Mettez à jour le passage du document source compris entre « La théorie explique » et « des milliards d’années. », bornes incluses, en substituant « sombre » à « obscur », puis reproduisez ce passage ainsi modifié.

> **DOCUMENT SOURCE**:
* * *
J’ai expliqué dans ma dernière chronique que si la guerre du pétrole devait se prolonger, elle aboutirait tout simplement à la fin du pétrole1.
Sachant la part prépondérante du liquide noir dans la pollution des pays avancés2, on peut se demander si l’organisation de sa pénurie n’est pas un salutaire coup de cravache.
Jusqu’ici, bien que connaissant l’inéluctable tarissement des puits (compte tenu surtout des besoins d’énergie en croissance exponentielle), les grands intérêts qui gouvernent le monde jouaient délibérément le jeu de l’après-moi le déluge : à nos enfants de se débrouiller, le jour venu, pour trouver un substitut au pétrole brûlé jusqu’à la dernière goutte. La guerre du pétrole nous oblige à faire face dès maintenant.
Des bombes H dans notre vie
La solution finale du problème de l’énergie, c’est, nul ne l’ignore, la fusion nucléaire, c’est-à-dire l’énergie des étoiles. Si les étoiles brillent sans faiblir pendant des milliards d’années, c’est que les réactions de fusion ne cessent de se développer dans leur sein. Seulement, ce qui déclenche le phénomène dans les étoiles, c’est la formidable température qui y règne. Grâce à l’échantillonnage d’étoiles complet offert par l’astrophysique, on connaît par l’observation les relations entre la masse − qui fait la pression, qui fait la température − et l’éclat rayonné, qui fait l’énergie.
La théorie explique très bien ce qu’on observe : au-delà d’une certaine température, la fusion s’amorce, le corps d’abord obscur de la proto-étoile devient littéralement une bombe H entretenue : les étoiles sont des bombes H en état d’explosion pendant des milliards d’années.
Mais cette fusion, qu’est-elle au juste ? Dans les étoiles, il y a certainement plusieurs mécanismes, différents. Tous ont en commun le fait qu’il y a plus d’éléments lourds à la fin de la réaction qu’au début. Certains éléments légers ont fusionné, faisant la somme d’une partie de leur masse, le reste de la masse étant transformé en énergie, c’est-à-dire rayonné.
* * *
> **DONNÉES À ANALYSER**:
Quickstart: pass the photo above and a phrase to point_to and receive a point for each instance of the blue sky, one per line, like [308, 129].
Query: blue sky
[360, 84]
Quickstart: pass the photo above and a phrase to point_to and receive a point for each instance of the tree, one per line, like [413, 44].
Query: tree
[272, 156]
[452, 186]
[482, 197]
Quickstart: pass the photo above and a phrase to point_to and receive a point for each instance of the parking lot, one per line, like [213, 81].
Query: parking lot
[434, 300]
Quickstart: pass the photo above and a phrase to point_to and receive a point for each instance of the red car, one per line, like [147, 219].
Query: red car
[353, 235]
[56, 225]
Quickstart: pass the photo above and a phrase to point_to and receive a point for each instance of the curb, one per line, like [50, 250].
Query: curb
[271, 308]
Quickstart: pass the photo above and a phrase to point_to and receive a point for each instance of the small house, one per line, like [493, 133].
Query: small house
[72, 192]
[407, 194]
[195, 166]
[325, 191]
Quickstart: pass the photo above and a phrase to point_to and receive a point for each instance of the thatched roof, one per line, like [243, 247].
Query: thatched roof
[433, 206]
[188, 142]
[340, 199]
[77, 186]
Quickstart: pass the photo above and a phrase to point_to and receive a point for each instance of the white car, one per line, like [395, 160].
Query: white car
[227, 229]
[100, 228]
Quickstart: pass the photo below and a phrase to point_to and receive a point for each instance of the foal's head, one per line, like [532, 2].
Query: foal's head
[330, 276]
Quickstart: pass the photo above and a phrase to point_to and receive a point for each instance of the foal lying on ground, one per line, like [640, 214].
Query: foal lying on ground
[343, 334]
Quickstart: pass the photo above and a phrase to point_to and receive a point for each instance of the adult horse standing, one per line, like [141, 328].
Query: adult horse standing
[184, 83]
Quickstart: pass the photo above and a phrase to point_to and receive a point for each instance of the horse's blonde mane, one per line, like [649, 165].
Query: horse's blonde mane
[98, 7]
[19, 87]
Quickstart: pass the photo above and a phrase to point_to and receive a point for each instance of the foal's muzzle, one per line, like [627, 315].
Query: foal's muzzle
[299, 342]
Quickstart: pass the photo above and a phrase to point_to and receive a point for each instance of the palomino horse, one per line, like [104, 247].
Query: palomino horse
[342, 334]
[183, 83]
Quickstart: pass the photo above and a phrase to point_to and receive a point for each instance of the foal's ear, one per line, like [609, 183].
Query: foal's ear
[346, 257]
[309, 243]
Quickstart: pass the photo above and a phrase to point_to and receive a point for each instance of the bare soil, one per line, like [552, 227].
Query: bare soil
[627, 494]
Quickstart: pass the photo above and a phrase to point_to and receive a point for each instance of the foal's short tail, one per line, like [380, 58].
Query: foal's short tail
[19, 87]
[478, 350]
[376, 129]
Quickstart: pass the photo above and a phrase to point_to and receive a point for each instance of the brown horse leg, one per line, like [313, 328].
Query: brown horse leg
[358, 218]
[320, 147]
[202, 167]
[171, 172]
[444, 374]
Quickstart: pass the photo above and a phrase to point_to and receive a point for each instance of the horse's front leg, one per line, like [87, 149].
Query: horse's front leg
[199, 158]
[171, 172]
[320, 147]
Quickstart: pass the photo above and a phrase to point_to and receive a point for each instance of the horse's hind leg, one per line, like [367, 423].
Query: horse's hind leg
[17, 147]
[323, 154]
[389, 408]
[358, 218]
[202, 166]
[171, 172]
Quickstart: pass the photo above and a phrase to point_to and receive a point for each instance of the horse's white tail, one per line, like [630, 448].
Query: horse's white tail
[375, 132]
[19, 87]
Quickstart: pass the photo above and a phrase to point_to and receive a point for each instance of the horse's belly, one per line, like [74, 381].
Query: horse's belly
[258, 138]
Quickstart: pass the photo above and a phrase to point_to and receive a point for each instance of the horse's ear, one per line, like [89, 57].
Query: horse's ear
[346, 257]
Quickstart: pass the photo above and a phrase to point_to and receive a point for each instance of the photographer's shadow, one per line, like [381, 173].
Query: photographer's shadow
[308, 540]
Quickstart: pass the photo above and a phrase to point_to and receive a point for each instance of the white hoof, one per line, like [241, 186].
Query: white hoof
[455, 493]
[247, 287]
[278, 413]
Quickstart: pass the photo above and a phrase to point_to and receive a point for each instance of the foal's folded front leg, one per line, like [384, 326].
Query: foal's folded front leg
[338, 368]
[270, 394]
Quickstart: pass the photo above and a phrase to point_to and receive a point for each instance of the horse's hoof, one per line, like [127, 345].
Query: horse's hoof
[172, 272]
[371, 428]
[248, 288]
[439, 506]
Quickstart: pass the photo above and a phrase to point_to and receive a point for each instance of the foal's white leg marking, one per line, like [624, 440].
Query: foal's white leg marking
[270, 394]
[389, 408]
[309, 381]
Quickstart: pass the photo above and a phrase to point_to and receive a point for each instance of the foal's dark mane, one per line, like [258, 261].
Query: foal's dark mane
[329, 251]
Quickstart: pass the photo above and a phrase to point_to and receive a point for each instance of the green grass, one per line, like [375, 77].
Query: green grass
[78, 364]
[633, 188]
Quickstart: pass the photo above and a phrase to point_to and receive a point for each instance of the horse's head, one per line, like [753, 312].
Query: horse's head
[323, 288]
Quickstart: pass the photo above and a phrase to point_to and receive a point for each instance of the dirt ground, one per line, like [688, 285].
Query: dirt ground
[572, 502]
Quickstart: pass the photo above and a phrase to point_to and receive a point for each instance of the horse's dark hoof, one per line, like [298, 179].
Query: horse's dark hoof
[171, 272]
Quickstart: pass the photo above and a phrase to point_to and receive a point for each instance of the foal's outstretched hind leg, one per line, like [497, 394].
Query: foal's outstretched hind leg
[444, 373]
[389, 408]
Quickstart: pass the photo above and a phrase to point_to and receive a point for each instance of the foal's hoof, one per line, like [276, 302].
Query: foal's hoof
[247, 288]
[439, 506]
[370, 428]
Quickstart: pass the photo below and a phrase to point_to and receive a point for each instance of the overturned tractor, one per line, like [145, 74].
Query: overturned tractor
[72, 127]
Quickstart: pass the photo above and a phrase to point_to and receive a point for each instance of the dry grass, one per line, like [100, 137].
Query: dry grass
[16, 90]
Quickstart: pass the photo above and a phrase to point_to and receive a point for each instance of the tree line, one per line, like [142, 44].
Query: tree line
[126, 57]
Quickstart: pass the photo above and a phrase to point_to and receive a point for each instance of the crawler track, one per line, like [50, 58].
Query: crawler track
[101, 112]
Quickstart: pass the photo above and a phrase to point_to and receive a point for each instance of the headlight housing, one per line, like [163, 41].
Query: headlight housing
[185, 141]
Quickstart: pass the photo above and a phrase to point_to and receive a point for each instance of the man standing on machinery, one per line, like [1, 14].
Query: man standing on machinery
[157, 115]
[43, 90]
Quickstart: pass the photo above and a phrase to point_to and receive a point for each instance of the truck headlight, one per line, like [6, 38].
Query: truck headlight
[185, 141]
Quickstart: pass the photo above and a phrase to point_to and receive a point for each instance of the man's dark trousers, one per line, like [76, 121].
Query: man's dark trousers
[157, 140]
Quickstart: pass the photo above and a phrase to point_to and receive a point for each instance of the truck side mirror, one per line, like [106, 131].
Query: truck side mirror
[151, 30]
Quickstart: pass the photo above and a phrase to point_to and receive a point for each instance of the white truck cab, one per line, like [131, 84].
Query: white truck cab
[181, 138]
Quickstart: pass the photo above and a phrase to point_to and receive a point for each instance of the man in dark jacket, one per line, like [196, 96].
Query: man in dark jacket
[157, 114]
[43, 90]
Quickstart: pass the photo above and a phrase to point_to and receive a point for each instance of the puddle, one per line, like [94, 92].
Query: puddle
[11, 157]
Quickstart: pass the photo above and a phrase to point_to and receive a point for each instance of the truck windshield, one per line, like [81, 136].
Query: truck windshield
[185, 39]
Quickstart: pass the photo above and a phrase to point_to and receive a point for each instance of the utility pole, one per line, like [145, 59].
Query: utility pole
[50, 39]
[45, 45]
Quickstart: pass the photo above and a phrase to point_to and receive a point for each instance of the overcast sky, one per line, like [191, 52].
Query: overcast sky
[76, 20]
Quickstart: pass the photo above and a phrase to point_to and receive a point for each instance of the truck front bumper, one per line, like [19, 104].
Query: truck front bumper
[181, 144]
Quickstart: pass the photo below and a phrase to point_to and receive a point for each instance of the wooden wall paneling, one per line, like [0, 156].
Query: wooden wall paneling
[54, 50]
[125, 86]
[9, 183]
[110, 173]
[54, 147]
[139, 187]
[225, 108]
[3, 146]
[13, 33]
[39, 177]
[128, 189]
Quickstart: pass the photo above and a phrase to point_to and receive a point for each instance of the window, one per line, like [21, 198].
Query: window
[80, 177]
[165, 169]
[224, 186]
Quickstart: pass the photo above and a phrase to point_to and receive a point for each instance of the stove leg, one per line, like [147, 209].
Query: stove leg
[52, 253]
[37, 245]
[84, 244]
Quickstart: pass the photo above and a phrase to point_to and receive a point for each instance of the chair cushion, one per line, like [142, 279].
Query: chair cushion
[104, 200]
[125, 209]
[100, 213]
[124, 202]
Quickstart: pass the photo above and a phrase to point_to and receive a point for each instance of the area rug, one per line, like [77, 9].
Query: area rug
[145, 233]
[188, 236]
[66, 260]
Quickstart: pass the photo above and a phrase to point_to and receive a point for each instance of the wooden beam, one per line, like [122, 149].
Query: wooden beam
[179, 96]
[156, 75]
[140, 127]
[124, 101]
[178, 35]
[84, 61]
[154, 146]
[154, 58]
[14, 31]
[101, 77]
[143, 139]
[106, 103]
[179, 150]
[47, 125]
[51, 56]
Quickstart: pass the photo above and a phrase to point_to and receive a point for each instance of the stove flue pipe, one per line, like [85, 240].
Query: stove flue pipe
* * *
> **RÉPONSE À LA CONSIGNE**:
La théorie explique très bien ce qu’on observe : au-delà d’une certaine température, la fusion s’amorce, le corps d’abord sombre de la proto-étoile devient littéralement une bombe H entretenue : les étoiles sont des bombes H en état d’explosion pendant des milliards d’années.